Write out each entry again. Keep every word exactly as it is.

(Stored entries)

↓↓↓

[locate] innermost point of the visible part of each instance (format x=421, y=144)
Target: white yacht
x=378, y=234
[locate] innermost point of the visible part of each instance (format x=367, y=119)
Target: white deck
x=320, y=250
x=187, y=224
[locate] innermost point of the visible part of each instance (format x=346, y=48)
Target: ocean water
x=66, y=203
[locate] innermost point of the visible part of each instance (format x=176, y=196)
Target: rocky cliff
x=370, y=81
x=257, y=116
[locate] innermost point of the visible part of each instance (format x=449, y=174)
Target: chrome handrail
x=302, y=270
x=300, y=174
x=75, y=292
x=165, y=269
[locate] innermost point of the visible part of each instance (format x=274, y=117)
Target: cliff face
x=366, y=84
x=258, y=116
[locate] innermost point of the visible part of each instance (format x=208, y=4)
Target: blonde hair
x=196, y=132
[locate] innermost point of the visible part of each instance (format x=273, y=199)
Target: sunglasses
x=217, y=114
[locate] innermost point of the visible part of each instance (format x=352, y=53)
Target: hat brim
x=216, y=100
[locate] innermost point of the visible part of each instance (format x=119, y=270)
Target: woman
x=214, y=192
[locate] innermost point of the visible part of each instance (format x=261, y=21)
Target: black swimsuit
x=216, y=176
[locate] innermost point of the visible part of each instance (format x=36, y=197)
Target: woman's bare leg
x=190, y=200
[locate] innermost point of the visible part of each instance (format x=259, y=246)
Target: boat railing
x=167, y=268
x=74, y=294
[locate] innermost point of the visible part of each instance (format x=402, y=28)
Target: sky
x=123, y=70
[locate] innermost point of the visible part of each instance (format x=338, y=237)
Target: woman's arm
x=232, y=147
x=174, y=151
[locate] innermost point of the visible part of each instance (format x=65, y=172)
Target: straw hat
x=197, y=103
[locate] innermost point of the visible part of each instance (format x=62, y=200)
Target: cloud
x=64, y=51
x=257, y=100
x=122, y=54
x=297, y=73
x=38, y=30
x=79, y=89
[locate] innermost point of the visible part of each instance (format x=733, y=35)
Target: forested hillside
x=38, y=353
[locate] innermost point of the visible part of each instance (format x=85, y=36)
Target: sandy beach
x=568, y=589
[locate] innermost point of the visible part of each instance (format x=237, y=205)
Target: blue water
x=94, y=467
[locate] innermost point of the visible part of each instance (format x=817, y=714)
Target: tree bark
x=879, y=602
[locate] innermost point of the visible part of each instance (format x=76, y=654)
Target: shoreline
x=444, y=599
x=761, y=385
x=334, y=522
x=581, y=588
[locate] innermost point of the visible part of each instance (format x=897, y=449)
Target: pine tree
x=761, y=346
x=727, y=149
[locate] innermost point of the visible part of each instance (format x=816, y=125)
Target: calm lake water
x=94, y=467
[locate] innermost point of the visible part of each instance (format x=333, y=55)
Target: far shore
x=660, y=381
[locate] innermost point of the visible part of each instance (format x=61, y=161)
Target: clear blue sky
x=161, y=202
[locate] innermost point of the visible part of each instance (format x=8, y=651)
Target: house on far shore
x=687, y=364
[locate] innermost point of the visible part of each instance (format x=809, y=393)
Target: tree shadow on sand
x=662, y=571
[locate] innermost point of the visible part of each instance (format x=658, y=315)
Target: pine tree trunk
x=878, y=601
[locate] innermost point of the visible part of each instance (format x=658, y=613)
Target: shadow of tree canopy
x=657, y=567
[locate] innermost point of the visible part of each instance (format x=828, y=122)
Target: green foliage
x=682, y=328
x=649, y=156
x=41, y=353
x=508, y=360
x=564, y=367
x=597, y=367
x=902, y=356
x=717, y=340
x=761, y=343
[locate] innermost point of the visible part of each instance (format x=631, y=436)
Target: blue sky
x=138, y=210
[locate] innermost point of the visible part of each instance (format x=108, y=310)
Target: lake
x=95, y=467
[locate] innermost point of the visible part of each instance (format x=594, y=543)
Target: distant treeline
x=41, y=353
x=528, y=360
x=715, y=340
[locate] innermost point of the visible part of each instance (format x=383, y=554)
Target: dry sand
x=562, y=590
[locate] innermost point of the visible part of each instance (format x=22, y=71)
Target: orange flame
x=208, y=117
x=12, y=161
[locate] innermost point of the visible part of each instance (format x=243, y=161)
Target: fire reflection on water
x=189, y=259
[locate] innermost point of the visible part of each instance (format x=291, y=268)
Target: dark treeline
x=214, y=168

↑↑↑

→ Answer to the task
[locate] innermost point of the visible part of each instance (format x=421, y=144)
Target: white yacht
x=378, y=234
[locate] innermost point of the visible part of each instance (format x=367, y=119)
Target: white deck
x=320, y=250
x=187, y=224
[locate] innermost point of the visible part of each instance (format x=346, y=48)
Target: ocean water
x=66, y=203
[locate] innermost point of the visible part of each instance (format x=176, y=196)
Target: rocky cliff
x=370, y=81
x=257, y=116
[locate] innermost point of the visible part of each instance (format x=449, y=174)
Target: chrome handrail
x=302, y=270
x=300, y=174
x=75, y=292
x=165, y=269
[locate] innermost point of the visible part of each instance (format x=274, y=117)
Target: cliff face
x=366, y=84
x=258, y=116
[locate] innermost point of the visible part of each instance (format x=208, y=4)
Target: blonde hair
x=196, y=132
[locate] innermost point of the visible part of each instance (format x=273, y=199)
Target: sunglasses
x=217, y=114
[locate] innermost point of the visible part of each instance (format x=352, y=53)
Target: hat brim
x=216, y=100
[locate] innermost point of the visible part of each instance (format x=119, y=270)
Target: woman
x=214, y=192
[locate] innermost point of the visible part of each instance (format x=261, y=21)
Target: black swimsuit
x=216, y=176
[locate] innermost point of the visible part of each instance (format x=36, y=197)
Target: woman's bare leg
x=190, y=200
[locate] innermost point of the visible part of each instance (format x=259, y=246)
Target: boat railing
x=167, y=268
x=74, y=294
[locate] innermost point of the visible part of each instance (format x=402, y=28)
Target: sky
x=123, y=70
[locate] innermost point of the visible part of each instance (format x=338, y=237)
Target: woman's arm
x=232, y=147
x=174, y=151
[locate] innermost point of the visible part of each instance (format x=65, y=172)
Target: straw hat
x=197, y=103
[locate] innermost point of the visible part of each instance (format x=62, y=200)
Target: cloud
x=64, y=51
x=257, y=100
x=122, y=54
x=297, y=73
x=38, y=30
x=79, y=89
[locate] innermost point of the visible part of each instance (format x=733, y=35)
Target: forested hillside
x=38, y=353
[locate] innermost point of the visible part of each instance (format x=85, y=36)
Target: sandy beach
x=568, y=589
[locate] innermost point of the visible part of each instance (format x=237, y=205)
Target: blue water
x=94, y=467
[locate] innermost point of the visible part of each instance (format x=817, y=714)
Target: tree bark
x=879, y=602
[locate] innermost point of the visible part of each instance (format x=76, y=654)
Target: shoreline
x=444, y=599
x=761, y=385
x=334, y=522
x=581, y=588
[locate] innermost point of the visible part of each instance (format x=897, y=449)
Target: pine tree
x=761, y=346
x=727, y=149
[locate] innermost point of the visible part of each instance (format x=816, y=125)
Target: calm lake water
x=94, y=467
[locate] innermost point of the visible part of each instance (format x=333, y=55)
Target: far shore
x=660, y=381
[locate] innermost point of the visible part of each instance (format x=61, y=161)
Target: clear blue sky
x=161, y=202
[locate] innermost point of the visible part of each instance (format x=8, y=651)
Target: house on far shore
x=687, y=364
[locate] innermost point of the visible part of each instance (format x=809, y=393)
Target: tree shadow on sand
x=662, y=571
[locate] innermost point of the visible part of each instance (format x=658, y=315)
Target: pine tree trunk
x=878, y=601
[locate] innermost point of the visible part of each instance (format x=658, y=613)
Target: shadow of tree canopy
x=657, y=567
[locate] innermost point of the visible part of each instance (format x=828, y=122)
Target: green foliage
x=682, y=328
x=649, y=156
x=41, y=353
x=508, y=360
x=564, y=367
x=597, y=367
x=902, y=356
x=717, y=340
x=761, y=343
[locate] innermost point of the visible part of each instance (format x=631, y=436)
Target: blue sky
x=138, y=210
[locate] innermost point of the visible part of each instance (format x=108, y=310)
Target: lake
x=95, y=467
[locate] innermost point of the visible part of each instance (format x=594, y=543)
Target: distant treeline
x=41, y=353
x=528, y=360
x=715, y=340
[locate] innermost point of the visible part of each instance (format x=383, y=554)
Target: dry sand
x=562, y=590
[locate] innermost point of the visible part of each instance (format x=22, y=71)
Target: orange flame
x=208, y=117
x=12, y=161
[locate] innermost point of the visible part of each instance (format x=243, y=161)
Target: fire reflection on water
x=189, y=259
[locate] innermost point of the visible part of each instance (format x=291, y=268)
Target: dark treeline
x=214, y=168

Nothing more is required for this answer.